━━ Excerto do documento ━━

O companheiro teve de aceitar a sua decisão porque, afirma, quando conheceram já era uma futebolista e, se tivesse de escolher, o futebol ganharia. E, 40 anos depois, os dois continuam juntos e felizes. “Pendurei as chuteiras somente depois dos 50 anos. Mas ainda posso treinar e onde o Mindelense for jogar, lá vou eu. Gosto de estar com as atletas porque somos uma família. Vesti a camisola encarnada por mais de 20 anos”, diz, lembrando que iniciaram como EPIF, uma equipa montada por José Maria “Djedje” Ramos, um dos grandes incentivadores do desporto em Cabo Verde. 

Não obstante os longos anos dedicados ao futebol, Tanhuca garante que ganhou apenas amizade, conhecimentos e admiração das pessoas que gostavam de a ver jogar nos vários campos de São Vicente e também em algumas deslocações nas ilhas para participar de torneios, sendo que a sua viagem mais distante foi para Itália onde disputou uma prova organizada pela comunidade cabo-verdiana, em 2009. “Ganhei tudo o que havia para ganhar com o Mindelense, excepto o nacional de futebol feminino e isto porque, como se sabe, no futebol existe muita injustiça. Por diversas vezes formos afastados do título por manobras fora do campo”, desabafa esta veterana, que admite uma grande evolução no futebol feminino que se joga hoje.

Herança

Satisfeita, comemora o facto de ter passado o gosto pelo futebol aos filhos, inclusive o mais pequeno é neste momento federado. “Comecei a levar os meus filhos para o campo desde muito cedo. Minha mãe não gostava, mas levava escondido. E nunca impedi nenhum de jogar porque sei as dificuldades por que passei. Nunca faria o mesmo aos meus filhos. Apanhei muito, sobretudo quando chegava em casa com os meus vestidos rasgados. Por isso, passei a vestir os calções dos meus irmãos e, até hoje, só uso calças, fatos de treino ou shorts. Deixei de usar vestidos aos 10 anos.”

━━━

• _Objetivo indicado 1_:
Reproduza tal como estão as linhas dos registos, desde a linha que contém "Expected behaviour: for each instance of the pool cue" até ao fim dos registos, incluindo ambas as extremidades.

━━ Excertos de dados ━━

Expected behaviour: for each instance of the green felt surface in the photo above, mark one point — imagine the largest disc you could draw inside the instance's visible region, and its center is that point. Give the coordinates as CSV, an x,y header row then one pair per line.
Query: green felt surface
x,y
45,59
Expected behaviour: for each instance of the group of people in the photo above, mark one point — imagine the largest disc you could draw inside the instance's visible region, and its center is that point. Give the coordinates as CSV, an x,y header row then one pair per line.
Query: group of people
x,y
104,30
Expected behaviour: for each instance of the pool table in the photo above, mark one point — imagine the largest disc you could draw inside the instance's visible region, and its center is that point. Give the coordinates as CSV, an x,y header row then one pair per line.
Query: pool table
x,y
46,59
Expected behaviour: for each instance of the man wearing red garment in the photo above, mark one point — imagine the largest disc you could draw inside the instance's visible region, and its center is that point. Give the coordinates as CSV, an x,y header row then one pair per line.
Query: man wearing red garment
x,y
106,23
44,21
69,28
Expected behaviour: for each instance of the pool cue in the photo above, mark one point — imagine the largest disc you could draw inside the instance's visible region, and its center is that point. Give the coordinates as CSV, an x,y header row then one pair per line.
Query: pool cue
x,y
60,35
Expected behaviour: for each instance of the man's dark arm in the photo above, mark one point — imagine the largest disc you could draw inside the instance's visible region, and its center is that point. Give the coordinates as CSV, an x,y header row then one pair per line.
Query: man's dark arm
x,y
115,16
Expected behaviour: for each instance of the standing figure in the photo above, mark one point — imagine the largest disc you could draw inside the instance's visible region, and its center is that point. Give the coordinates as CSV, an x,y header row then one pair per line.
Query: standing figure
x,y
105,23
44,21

━━━

• _Objetivo indicado 2_:
Responda, com base no texto sobre Tanhuca:
(a) Depois de que idade pendurou ela as chuteiras?
(b) Para que país foi a sua viagem mais distante, e em que ano?
(c) Com que idade deixou de usar vestidos?

• _Solução do exercício 1_:
Expected behaviour: for each instance of the pool cue in the photo above, mark one point — imagine the largest disc you could draw inside the instance's visible region, and its center is that point. Give the coordinates as CSV, an x,y header row then one pair per line.
Query: pool cue
x,y
60,35
Expected behaviour: for each instance of the man's dark arm in the photo above, mark one point — imagine the largest disc you could draw inside the instance's visible region, and its center is that point. Give the coordinates as CSV, an x,y header row then one pair per line.
Query: man's dark arm
x,y
115,16
Expected behaviour: for each instance of the standing figure in the photo above, mark one point — imagine the largest disc you could draw inside the instance's visible region, and its center is that point. Give the coordinates as CSV, an x,y header row then one pair per line.
Query: standing figure
x,y
105,23
44,21

• _Solução do exercício 2_:
(a) Depois dos 50 anos.
(b) Para Itália, em 2009.
(c) Aos 10 anos.